Return every line of the material below that contains the word "player", matching case exactly.
--- START Supplied information ---
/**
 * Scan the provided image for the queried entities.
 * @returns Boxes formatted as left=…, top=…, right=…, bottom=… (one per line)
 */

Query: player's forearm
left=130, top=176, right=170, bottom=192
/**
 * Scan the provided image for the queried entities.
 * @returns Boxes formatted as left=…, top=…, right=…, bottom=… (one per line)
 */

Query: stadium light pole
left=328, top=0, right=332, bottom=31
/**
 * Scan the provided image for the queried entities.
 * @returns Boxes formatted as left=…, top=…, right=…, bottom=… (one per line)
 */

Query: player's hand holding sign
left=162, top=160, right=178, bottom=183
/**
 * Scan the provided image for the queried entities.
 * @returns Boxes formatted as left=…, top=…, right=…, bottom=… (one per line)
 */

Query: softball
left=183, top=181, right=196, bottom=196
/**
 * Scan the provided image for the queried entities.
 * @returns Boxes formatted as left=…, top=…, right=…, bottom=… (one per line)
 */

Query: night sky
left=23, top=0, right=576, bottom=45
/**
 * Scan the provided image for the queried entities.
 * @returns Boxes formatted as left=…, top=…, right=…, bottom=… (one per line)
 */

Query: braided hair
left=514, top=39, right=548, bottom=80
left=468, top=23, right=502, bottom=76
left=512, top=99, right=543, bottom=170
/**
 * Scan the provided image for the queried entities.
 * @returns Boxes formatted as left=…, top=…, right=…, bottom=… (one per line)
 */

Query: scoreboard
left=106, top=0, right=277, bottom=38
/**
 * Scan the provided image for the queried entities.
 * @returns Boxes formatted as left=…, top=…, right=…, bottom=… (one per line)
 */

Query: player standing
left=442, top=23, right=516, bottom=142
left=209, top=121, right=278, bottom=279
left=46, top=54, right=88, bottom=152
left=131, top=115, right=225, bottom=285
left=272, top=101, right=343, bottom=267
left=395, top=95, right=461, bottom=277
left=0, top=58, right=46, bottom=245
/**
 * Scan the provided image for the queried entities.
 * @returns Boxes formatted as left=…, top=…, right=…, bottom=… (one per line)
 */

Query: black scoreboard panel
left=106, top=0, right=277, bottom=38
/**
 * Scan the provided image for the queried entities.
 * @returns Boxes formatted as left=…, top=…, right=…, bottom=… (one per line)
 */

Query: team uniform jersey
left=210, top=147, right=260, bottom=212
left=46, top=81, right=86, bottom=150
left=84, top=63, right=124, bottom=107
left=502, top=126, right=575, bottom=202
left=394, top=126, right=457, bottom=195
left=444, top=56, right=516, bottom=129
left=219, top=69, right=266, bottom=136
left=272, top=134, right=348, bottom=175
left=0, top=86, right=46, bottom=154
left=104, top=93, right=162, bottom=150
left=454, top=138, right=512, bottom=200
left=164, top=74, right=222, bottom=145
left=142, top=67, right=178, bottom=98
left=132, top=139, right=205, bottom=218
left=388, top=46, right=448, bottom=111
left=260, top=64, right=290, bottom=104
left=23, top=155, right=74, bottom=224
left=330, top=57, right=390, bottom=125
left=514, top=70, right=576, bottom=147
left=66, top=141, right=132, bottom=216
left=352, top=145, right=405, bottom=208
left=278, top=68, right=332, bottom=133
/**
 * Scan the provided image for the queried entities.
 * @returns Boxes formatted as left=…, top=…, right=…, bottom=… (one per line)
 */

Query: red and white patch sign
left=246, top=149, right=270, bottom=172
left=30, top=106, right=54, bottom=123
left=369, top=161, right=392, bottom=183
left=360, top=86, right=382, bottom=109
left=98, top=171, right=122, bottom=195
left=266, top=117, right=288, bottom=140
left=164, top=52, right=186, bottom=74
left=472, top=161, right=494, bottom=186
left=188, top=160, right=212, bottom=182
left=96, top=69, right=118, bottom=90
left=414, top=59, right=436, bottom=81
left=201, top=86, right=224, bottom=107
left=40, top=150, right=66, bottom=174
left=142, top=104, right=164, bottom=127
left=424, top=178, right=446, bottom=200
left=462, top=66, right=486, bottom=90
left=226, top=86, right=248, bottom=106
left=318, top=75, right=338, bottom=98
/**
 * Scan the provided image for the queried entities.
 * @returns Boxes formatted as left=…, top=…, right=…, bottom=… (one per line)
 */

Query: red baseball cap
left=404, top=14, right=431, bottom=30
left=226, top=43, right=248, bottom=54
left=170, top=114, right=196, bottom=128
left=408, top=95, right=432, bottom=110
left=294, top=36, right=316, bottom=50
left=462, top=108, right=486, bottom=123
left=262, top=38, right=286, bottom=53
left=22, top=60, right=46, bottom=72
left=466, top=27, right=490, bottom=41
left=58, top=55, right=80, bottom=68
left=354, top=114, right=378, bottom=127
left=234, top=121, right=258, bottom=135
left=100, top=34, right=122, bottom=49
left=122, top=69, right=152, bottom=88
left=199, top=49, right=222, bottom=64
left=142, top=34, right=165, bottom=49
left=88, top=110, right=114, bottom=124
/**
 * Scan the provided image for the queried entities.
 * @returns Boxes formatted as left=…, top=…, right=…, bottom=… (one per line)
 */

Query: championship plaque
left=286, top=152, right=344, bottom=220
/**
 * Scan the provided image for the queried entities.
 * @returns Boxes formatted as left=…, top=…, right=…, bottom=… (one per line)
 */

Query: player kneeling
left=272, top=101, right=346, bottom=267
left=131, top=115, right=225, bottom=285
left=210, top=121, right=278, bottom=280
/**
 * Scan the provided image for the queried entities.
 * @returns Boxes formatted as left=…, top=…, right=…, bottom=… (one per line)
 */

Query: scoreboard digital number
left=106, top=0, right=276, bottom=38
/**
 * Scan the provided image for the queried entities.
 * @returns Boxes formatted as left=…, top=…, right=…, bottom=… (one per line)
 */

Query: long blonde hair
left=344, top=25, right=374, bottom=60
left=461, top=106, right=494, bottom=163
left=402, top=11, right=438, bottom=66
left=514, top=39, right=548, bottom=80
--- END Supplied information ---
[Exercise result]
Query: player's forearm
Query: player's hand holding sign
Query: player standing
Query: player kneeling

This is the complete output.